REQUIRED ACTIONS:
a. Using the Occupy protest account, answer these:
(i) Where did the writer live during the Bush years?
(ii) What building is the park with the Free Stamp across from?
(iii) Who else was wearing work clothes along with the writer?
b. Carry on the Occupy protest account, picking up right after its final sentence.

So I've kind of been following the 'Occupy Wall Street' thing and then the 'Occupy Cleveland' thing, and of course the whole 'Arab Spring' along with my preferred mix of geopolitical ephemerals and the local machinations.
Given that we haven't darkthroned through the city in a little while and the weather was favorable, we decided to amble down to the Free Stamp (which is an ugly piece of public art by the way) and observe the protestations against the Man in the park with the Free Stamp across from the federal building.
I saw protests every other week when I lived in Kent during the Bush years and this was more or less the same thing. Abstract slogans directed against big abstract entities, acoustic guitars, bongos, signs, people just kind of hanging around, people that I know but not really well. Slogans about coming together and changing things and people cheering and instead of feeling thrilled about the possibility of a better world, I realize once again that I just can't believe in it, much in the way I'm sure that my friends are bemused by my embrace of so-called "organized religion."
Having been immersed in reading history among other things recently, I really don't feel like anyone has solutions. Every revolution begins idealistically with flowers and hugs and celebrations, but there are the inevitable power struggles that follow, the old guard and structures of corruption find ways to assimilate within a new framework, and things get ugly and violent because ultimately the same structures that cause suffering will continue to exist. We say we won't get fooled again, but meet the new boss same as the old boss.
I feel old too, and I feel like I look like an undercover cop or something because I'm in my work clothes and so is Randal, even if we're not corporatistas. I wonder if I'm defanged because of my working-stiff-ness but I was just as cynical about this stuff as an equally naive college kid even then, before I really had to deal with unions and overlords and feel like a pawn in the class wars of the boomers.

ENTRIES:
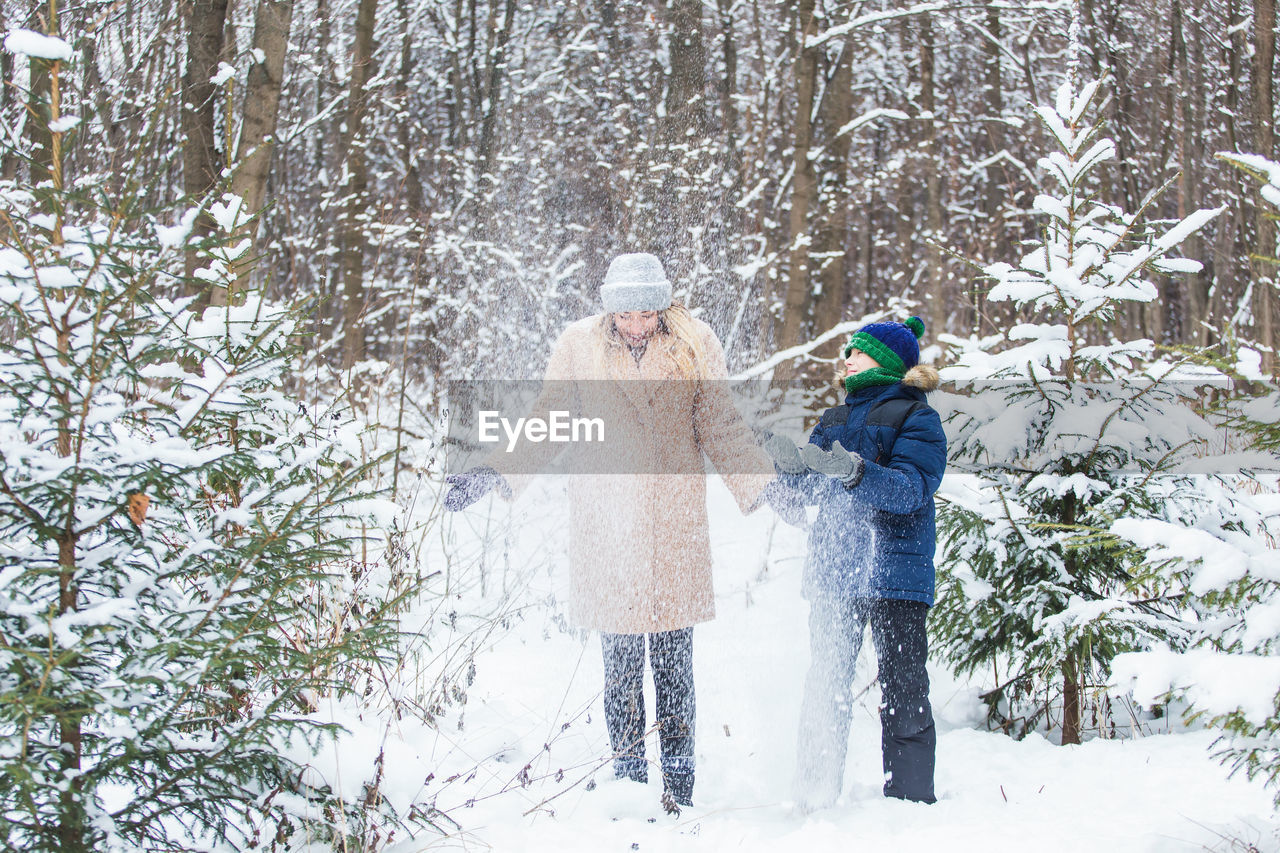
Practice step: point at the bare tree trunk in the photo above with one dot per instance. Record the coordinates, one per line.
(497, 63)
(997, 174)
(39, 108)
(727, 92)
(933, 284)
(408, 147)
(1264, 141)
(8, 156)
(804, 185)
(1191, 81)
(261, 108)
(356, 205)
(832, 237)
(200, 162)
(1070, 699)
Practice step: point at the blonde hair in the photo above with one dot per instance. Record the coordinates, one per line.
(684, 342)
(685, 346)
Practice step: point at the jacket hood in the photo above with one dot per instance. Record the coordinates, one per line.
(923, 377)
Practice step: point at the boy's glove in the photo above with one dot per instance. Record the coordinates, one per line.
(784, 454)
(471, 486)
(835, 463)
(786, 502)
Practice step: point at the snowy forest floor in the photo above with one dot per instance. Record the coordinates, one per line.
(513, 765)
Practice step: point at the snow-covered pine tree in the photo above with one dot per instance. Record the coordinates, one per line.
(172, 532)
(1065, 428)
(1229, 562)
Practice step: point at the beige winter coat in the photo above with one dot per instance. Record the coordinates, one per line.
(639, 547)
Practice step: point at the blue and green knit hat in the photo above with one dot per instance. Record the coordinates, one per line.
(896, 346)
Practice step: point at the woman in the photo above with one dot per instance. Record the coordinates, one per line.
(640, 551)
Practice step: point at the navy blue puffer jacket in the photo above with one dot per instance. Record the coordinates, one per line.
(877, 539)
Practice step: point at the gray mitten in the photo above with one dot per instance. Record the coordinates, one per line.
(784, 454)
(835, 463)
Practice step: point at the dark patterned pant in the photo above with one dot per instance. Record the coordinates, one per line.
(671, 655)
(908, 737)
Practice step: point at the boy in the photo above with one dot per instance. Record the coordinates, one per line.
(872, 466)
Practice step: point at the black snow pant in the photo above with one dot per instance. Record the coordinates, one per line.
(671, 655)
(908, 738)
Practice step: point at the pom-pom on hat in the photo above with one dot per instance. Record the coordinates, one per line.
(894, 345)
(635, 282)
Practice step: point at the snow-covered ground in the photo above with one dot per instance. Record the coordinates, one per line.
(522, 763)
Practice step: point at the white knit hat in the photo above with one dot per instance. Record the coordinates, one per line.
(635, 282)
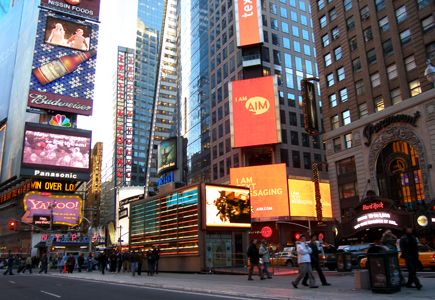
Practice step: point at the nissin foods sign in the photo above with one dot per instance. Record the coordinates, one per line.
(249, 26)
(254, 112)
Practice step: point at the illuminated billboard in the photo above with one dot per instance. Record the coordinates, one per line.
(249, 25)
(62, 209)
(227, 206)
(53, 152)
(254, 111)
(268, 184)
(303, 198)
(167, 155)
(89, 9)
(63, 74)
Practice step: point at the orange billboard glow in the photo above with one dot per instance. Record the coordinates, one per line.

SET OF ANSWERS:
a.
(i) Kent
(ii) The federal building
(iii) Randal

b.
It's hard for me to take people with an anticapitalist/anticorporate stance seriously when they're texting on their iPhones made with metals from war-torn countries by a big corporation and posting updates to Facebook. Adbusters had some degree of subcultural cool when I was 16 before I realized that they're just marketing a whole other meaningless brand, not to mention that they make their non-brand shoes in China too. I don't want Kalle Lasn running my country any more than I want Barack Obama or Random Republican or whoever. There's a lust for power and control over minds I see there that I find disturbing as well, the kind of thing that draws in disaffected youth and makes them feel enlightened and part of something.
Last time I checked, the drug war was still going on, a whole lot of countries are getting predator droned and we're still in Afghanistan and shady CIA business is still going on. But money talks and those without the scratch are ultimately voiceless until the lives of those in power are threatened. I fear the angry mob just as much as the powers that be. People who think too much are screwed either way.
And I'm looking at the Key Tower, at the Cleveland School District Headquarters, the Municipal Courthouse to the north, and thinking about how if we were really going to raise hell about something, it shouldn't be this abstract raging against the corporate machine, but against the bureaucracy and the unofficial power structure that have screwed over this city with blatant chutzpah for the last forty years. Start local and work your way out. There's plenty of bad to go around in this city within the party machine alone.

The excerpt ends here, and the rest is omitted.